## [MATERIALS PROVIDED]
*-*-*

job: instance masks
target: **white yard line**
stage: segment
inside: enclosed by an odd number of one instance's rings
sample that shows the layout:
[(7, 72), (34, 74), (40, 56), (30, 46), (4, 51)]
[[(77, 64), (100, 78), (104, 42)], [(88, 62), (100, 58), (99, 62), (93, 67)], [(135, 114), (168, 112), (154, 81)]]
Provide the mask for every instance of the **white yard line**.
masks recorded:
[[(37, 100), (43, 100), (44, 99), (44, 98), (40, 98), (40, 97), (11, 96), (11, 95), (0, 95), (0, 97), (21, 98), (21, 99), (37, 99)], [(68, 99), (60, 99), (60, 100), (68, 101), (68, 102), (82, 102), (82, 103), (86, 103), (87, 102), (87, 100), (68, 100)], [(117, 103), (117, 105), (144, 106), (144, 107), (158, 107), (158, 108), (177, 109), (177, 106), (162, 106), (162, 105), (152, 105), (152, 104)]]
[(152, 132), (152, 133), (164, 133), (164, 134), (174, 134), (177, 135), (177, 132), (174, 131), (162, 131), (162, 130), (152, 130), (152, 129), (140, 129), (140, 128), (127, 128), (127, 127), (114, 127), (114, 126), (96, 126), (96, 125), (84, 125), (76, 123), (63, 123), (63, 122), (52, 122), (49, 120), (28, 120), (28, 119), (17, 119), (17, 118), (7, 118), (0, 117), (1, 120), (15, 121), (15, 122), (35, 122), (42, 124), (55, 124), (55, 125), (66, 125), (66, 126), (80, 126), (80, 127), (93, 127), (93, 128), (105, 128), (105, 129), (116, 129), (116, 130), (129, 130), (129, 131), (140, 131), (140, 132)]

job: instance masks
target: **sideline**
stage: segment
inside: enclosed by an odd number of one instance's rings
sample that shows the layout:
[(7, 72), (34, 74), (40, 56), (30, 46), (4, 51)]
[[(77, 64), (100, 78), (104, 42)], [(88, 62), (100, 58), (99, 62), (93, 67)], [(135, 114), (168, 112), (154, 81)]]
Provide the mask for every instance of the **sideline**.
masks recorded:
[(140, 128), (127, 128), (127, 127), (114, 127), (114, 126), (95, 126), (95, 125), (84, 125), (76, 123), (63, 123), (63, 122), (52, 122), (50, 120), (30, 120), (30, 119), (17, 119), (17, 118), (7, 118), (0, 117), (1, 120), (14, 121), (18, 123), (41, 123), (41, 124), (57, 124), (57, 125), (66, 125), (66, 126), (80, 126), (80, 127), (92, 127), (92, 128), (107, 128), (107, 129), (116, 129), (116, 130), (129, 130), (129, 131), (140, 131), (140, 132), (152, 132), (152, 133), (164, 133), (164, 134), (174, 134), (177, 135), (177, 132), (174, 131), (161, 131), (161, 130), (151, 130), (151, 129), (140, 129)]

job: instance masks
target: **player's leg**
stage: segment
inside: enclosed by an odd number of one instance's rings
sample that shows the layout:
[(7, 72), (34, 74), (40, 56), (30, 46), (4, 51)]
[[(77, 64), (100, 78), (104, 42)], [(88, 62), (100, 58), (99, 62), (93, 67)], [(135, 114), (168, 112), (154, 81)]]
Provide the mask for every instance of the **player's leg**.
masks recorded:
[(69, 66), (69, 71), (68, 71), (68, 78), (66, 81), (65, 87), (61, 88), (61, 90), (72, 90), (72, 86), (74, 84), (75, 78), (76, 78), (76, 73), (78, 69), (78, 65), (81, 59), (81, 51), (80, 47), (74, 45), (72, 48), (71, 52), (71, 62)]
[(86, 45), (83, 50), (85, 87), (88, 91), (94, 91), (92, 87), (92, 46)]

*-*-*

## [INSTRUCTION]
Copy out all the records above again, switching every "Provide" to "Return" and leaving everything else untouched.

## [FINISHED TASK]
job: instance masks
target: **white yard line**
stage: segment
inside: enclosed by an odd number of one instance's rings
sample that shows the layout:
[(7, 72), (34, 74), (40, 56), (30, 46), (4, 51)]
[[(77, 64), (100, 78), (104, 42)], [(88, 62), (100, 58), (99, 62), (93, 67)], [(135, 114), (168, 112), (154, 81)]]
Return the mask for every instance of the **white yard line**.
masks recorded:
[[(37, 100), (43, 100), (44, 99), (44, 98), (40, 98), (40, 97), (11, 96), (11, 95), (0, 95), (0, 97), (21, 98), (21, 99), (37, 99)], [(68, 99), (60, 99), (60, 100), (68, 101), (68, 102), (82, 102), (82, 103), (86, 103), (87, 102), (87, 100), (68, 100)], [(117, 103), (117, 105), (144, 106), (144, 107), (158, 107), (158, 108), (177, 109), (177, 106), (162, 106), (162, 105), (152, 105), (152, 104)]]
[(152, 132), (152, 133), (164, 133), (164, 134), (174, 134), (177, 135), (177, 132), (174, 131), (162, 131), (162, 130), (152, 130), (152, 129), (140, 129), (140, 128), (127, 128), (127, 127), (114, 127), (114, 126), (96, 126), (96, 125), (84, 125), (76, 123), (63, 123), (63, 122), (52, 122), (49, 120), (28, 120), (28, 119), (17, 119), (17, 118), (7, 118), (0, 117), (1, 120), (15, 121), (15, 122), (35, 122), (42, 124), (55, 124), (55, 125), (66, 125), (66, 126), (80, 126), (80, 127), (93, 127), (93, 128), (105, 128), (105, 129), (116, 129), (116, 130), (129, 130), (129, 131), (140, 131), (140, 132)]

job: instance masks
target: **sideline**
stage: segment
inside: enclosed by an odd number of one instance's rings
sample that shows the layout:
[(7, 72), (34, 74), (40, 56), (30, 46), (4, 51)]
[[(77, 64), (100, 78), (104, 42)], [(88, 62), (100, 58), (99, 62), (93, 67)], [(135, 114), (168, 112), (154, 81)]]
Return the mask for every instance of the **sideline**.
masks recorded:
[(140, 128), (127, 128), (127, 127), (114, 127), (114, 126), (95, 126), (95, 125), (84, 125), (76, 123), (63, 123), (63, 122), (52, 122), (50, 120), (30, 120), (30, 119), (17, 119), (17, 118), (7, 118), (0, 117), (1, 120), (14, 121), (18, 123), (41, 123), (41, 124), (57, 124), (57, 125), (66, 125), (66, 126), (80, 126), (80, 127), (92, 127), (92, 128), (107, 128), (107, 129), (116, 129), (116, 130), (129, 130), (129, 131), (140, 131), (140, 132), (152, 132), (152, 133), (164, 133), (164, 134), (174, 134), (177, 135), (177, 132), (174, 131), (161, 131), (161, 130), (151, 130), (151, 129), (140, 129)]

job: instance masks
target: **player's leg**
stage: segment
inside: enclosed by an odd number of one instance's rings
sample that shows the layout:
[(7, 72), (34, 74), (40, 56), (30, 46), (4, 51)]
[[(77, 64), (100, 78), (104, 42)], [(88, 62), (100, 58), (99, 62), (93, 67)], [(135, 114), (168, 112), (154, 81)]]
Return the mask for every instance of the **player's leg**.
masks recorded:
[(69, 66), (69, 71), (68, 71), (68, 78), (66, 81), (65, 87), (61, 88), (61, 90), (72, 90), (72, 86), (74, 84), (75, 78), (76, 78), (76, 73), (78, 69), (78, 65), (81, 59), (81, 51), (80, 47), (74, 45), (72, 48), (71, 52), (71, 62)]
[(86, 45), (83, 50), (85, 87), (88, 91), (94, 91), (92, 87), (92, 46)]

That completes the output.